What the task asks >> Pull out every line of the material below and write each one again without any change.

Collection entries

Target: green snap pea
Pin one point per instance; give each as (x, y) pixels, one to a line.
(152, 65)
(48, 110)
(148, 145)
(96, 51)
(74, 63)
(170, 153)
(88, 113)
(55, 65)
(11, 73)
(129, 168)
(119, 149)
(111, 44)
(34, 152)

Correct output >>
Target: green snap pea
Pin one point per instance; give each as (x, y) pixels, one to a line.
(152, 65)
(48, 110)
(148, 145)
(96, 51)
(74, 63)
(170, 153)
(88, 113)
(55, 65)
(11, 73)
(129, 168)
(119, 149)
(111, 44)
(34, 152)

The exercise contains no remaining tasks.